▶ **DOCUMENT SEGMENT**:
• • •

Our economy, at least in part, created terrorism by simply not creating the opportunities for these young people. If you think the Niger Delta or Boko Haram or other insurgents or something are the issue, let me give you another number.
We have over 160 million Nigerians today. The median age is 19. In the next 20 years, we are going to have at least 80 million Nigerian men and women between the ages of 20 and 40. Maybe in the next generation you can start doing something about it. You can start family planning or something. But these ones have been born, and we have to prepare for them. Those of us who are alive now, we have to prepare for what we are going to do with these 80 million young people. We can’t kill them. And if we do not expand the earnings and production base of the economy through wise investment and very difficult but appropriate decisions, we will end up in a classical Malthusian situation, where the resources cannot support the population and we start having wars and pestilence.
Look at the road ahead. You know this is all a combination of old sets of policies. There were times in the history of this country when we had it right. But we didn’t continue.

• • •

▶ **RECORDS SUPPLIED**:
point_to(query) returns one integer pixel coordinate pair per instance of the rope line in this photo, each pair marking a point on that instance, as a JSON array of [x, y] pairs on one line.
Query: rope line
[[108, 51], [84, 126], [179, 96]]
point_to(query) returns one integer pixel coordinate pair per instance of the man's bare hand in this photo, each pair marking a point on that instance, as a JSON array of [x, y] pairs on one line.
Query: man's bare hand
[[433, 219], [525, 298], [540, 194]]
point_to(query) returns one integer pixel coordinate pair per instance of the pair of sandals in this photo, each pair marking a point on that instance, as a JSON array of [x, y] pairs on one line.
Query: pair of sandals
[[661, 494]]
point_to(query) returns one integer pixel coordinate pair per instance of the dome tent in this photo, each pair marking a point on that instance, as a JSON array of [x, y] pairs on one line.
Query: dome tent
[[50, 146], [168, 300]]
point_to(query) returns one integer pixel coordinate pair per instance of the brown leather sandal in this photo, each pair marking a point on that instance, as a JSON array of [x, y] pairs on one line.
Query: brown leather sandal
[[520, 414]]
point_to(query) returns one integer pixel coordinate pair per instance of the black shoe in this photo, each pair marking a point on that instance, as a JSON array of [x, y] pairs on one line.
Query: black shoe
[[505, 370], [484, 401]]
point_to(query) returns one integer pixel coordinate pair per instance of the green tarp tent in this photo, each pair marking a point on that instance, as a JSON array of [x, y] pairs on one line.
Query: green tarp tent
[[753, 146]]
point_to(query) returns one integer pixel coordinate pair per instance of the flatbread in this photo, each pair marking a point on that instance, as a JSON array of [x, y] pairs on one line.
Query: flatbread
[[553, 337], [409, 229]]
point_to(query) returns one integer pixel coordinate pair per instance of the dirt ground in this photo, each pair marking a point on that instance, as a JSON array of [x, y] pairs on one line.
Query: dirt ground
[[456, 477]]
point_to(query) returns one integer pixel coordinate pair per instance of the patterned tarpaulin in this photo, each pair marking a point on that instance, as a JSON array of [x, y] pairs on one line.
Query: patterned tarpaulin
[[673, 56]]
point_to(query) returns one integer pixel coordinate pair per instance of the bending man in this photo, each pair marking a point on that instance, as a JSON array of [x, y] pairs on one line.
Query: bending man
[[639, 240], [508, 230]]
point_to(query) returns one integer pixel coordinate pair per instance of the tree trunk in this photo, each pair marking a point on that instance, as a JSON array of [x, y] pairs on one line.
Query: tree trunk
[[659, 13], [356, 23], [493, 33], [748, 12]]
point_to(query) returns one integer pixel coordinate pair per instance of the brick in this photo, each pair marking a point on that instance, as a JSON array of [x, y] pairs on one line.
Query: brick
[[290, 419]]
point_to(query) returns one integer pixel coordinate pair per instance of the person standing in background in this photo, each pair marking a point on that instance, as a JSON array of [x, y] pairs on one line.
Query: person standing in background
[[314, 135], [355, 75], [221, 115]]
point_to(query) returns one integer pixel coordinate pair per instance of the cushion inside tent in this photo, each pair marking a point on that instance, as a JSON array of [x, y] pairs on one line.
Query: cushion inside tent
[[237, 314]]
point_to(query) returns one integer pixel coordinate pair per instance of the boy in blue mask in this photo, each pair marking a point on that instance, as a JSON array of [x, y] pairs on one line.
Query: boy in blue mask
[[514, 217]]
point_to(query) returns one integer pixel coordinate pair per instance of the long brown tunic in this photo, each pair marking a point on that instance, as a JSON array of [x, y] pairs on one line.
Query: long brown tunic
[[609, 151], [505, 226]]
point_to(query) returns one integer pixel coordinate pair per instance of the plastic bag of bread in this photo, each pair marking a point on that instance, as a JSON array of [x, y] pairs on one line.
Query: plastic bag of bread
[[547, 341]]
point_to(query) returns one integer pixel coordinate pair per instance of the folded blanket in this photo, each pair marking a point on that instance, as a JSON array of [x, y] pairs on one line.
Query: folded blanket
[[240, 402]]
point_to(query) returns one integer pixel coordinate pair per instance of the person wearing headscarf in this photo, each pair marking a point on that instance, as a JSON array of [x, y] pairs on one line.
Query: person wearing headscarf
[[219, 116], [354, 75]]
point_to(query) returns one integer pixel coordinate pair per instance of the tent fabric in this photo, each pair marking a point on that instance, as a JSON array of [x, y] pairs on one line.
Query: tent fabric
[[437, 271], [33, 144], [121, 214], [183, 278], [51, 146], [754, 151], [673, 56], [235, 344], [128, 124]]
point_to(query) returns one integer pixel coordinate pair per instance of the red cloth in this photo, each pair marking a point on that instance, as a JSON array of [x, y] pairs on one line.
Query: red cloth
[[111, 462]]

• • •

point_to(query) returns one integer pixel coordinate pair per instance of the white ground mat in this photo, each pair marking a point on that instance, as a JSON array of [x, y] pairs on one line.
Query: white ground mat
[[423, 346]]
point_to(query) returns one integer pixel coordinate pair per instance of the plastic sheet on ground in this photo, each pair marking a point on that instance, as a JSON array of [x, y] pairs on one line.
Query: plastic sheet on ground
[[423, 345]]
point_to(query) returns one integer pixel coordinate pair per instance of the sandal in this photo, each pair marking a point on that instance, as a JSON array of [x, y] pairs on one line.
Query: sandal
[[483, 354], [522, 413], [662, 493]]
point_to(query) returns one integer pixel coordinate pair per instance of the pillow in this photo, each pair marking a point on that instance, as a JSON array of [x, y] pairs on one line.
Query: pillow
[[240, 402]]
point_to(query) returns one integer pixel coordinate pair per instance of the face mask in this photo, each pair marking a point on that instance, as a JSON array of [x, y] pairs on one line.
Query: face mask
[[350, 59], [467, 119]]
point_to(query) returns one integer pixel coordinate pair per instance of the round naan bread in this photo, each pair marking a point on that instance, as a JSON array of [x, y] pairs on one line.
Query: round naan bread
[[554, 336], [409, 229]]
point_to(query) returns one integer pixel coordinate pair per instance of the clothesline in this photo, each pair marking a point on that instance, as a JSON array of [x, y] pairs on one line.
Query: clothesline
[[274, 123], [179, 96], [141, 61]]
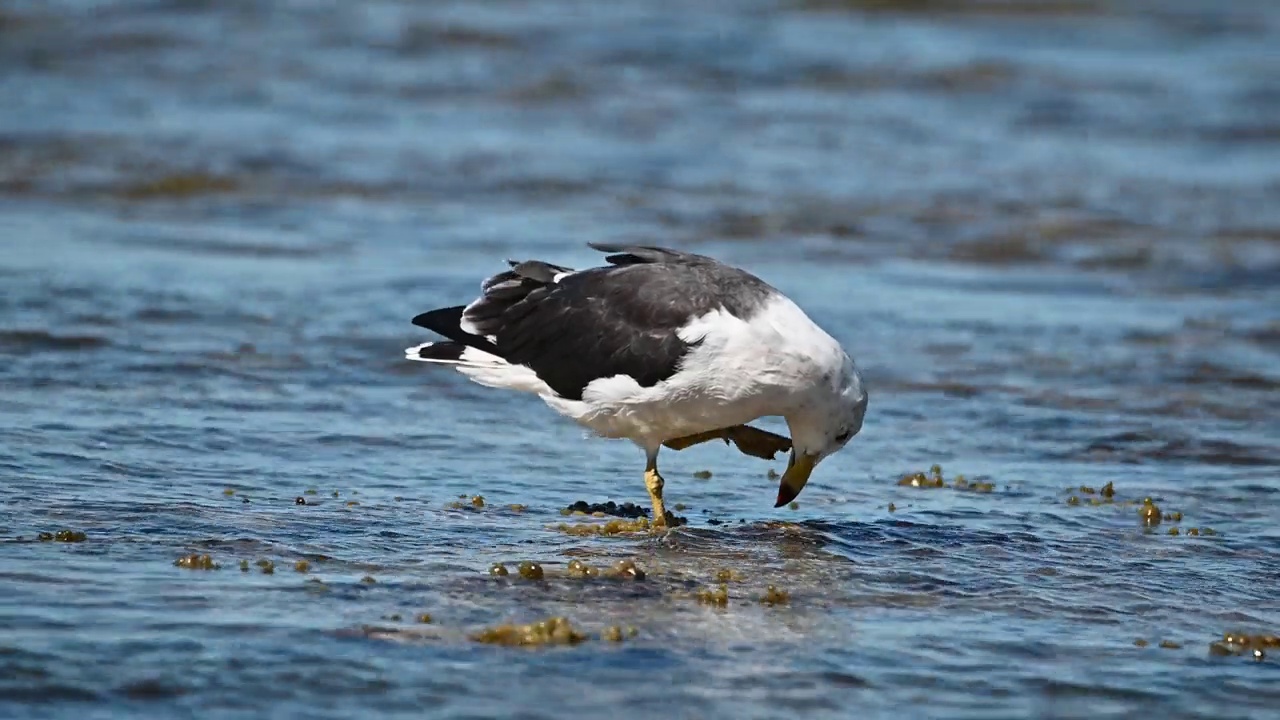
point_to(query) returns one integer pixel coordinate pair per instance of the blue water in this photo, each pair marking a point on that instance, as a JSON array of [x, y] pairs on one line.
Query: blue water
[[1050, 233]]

• • •

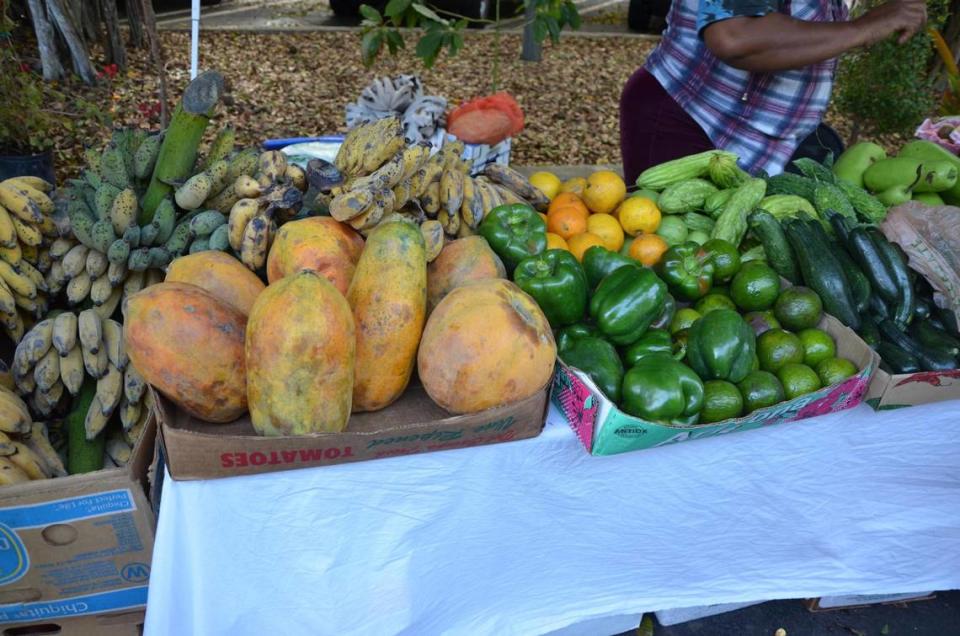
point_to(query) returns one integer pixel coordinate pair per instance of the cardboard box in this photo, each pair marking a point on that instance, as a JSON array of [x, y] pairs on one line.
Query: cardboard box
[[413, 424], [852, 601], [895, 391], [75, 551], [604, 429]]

• • •

▶ **SHORT PROBLEM 1**: What population figures does the passage on Nigeria's economy give, and what does each one measure?
▶ **SHORT PROBLEM 2**: Could you write what comes next in the passage on Nigeria's economy, picking up after its final sentence?

▶ **EXERCISE RESPONSE 1**:
- Over 160 million: the number of Nigerians today
- 19: the median age
- At least 80 million: the number of Nigerian men and women who will be between the ages of 20 and 40 in the next 20 years

▶ **EXERCISE RESPONSE 2**:
A lot of the reforms done in the second term of Obasanjo laid the foundation for sustainable growth. But then, we kept going back and forth.
We do feel a level of shame at what we see. Per capita income in Kenya is $1,388. In Nigeria, it is $2,943. So, on paper, Kenya is half as rich as Nigeria. So, how much is Kenya able to raise as tax revenue per capita? $232. How much was Nigeria raising in 2014-2015? $117. Now, how much was Kenya spending as development spend per citizen? $129. How much was Nigeria spending? $17.
The textile industries in Kano are gone. The tanneries and leather industries are gone; a combination of a lack of electricity and infrastructure, lack of investments and very bad trade policies.
We have to go back to the drawing board. But let’s try to get into a mindset where at the federal, states and local levels we can actually look and see what we can do to change these things.
So, are we going to adopt an investment-driven model? With the combination of taxes and debts and investment and whatever, that road needs to be built. It doesn’t have to come from the government’s balance sheet. Nobody says the government must fund every single thing that is development. This is where investment becomes important.
We are not getting money from oil. Our non-oil revenue is not rising fast enough. We talk about taxation, but there is a limit to how much you can tax a man who is not able to eat. And also, there is a limit to how much you can continue borrowing in naira. You know, we play with these numbers. When I was in the Central Bank, we say: “Oh! You know, our debt-to-GDP ratio was 25 percent, therefore it is nothing to worry about. It is not up to 70 percent.” Your debt to GDP ratio is 20 percent and you spend 30 percent of your revenue servicing debt. What does that tell you?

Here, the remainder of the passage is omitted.